◆ **Task to complete**
Please reproduce the entries from the line with "Where in the frame above is the sunset" up to and including the line with "(169, 27), (232, 63)", substituting "corner coordinates" for every "corner points" and leaving all else unchanged. Give only those lines.
-- START Information supplied --
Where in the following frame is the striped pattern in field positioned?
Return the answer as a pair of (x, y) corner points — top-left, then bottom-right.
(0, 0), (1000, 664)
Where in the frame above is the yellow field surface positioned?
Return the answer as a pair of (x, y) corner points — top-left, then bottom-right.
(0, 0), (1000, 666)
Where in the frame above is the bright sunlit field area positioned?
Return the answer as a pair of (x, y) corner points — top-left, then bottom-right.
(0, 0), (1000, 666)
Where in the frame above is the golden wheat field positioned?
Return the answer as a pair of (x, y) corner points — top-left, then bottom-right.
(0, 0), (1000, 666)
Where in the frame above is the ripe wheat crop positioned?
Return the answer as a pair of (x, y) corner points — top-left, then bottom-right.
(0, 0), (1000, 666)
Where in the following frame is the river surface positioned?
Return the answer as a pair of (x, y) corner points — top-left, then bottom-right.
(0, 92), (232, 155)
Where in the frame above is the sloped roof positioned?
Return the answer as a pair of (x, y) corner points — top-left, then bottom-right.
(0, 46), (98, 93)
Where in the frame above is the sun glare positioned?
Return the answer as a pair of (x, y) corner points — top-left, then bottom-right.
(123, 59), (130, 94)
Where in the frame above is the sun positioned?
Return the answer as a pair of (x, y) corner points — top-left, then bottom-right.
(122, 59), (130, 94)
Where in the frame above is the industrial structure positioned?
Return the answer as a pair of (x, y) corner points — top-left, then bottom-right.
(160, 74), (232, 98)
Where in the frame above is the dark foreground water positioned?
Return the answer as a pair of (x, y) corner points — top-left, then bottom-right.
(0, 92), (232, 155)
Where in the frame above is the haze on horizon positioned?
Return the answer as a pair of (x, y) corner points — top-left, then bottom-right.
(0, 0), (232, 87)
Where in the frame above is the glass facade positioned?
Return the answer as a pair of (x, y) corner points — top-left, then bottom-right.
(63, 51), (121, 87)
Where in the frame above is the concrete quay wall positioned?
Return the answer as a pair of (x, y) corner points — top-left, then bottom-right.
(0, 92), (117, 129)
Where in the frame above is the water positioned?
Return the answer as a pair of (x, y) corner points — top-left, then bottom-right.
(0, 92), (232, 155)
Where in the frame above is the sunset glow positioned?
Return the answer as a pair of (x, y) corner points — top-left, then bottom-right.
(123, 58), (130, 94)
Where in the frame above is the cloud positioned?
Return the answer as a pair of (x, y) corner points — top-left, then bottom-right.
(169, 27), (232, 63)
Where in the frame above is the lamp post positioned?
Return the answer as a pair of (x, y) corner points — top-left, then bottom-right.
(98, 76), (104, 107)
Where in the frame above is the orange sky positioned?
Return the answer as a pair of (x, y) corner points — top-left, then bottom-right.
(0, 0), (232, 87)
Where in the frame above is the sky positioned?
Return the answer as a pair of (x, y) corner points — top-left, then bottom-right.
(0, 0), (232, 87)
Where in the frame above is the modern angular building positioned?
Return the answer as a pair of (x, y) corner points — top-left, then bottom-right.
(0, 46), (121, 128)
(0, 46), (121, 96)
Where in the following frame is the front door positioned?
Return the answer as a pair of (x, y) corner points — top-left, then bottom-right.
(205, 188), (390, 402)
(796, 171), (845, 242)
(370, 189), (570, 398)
-- END Information supplied --
◆ **Result for this exercise**
Where in the frame above is the sunset glow positioned?
Return the answer as a pair of (x, y) corner coordinates — top-left, then bottom-right.
(123, 58), (130, 94)
Where in the frame above is the cloud positioned?
Return the answer as a pair of (x, y) corner coordinates — top-left, then bottom-right.
(169, 27), (232, 63)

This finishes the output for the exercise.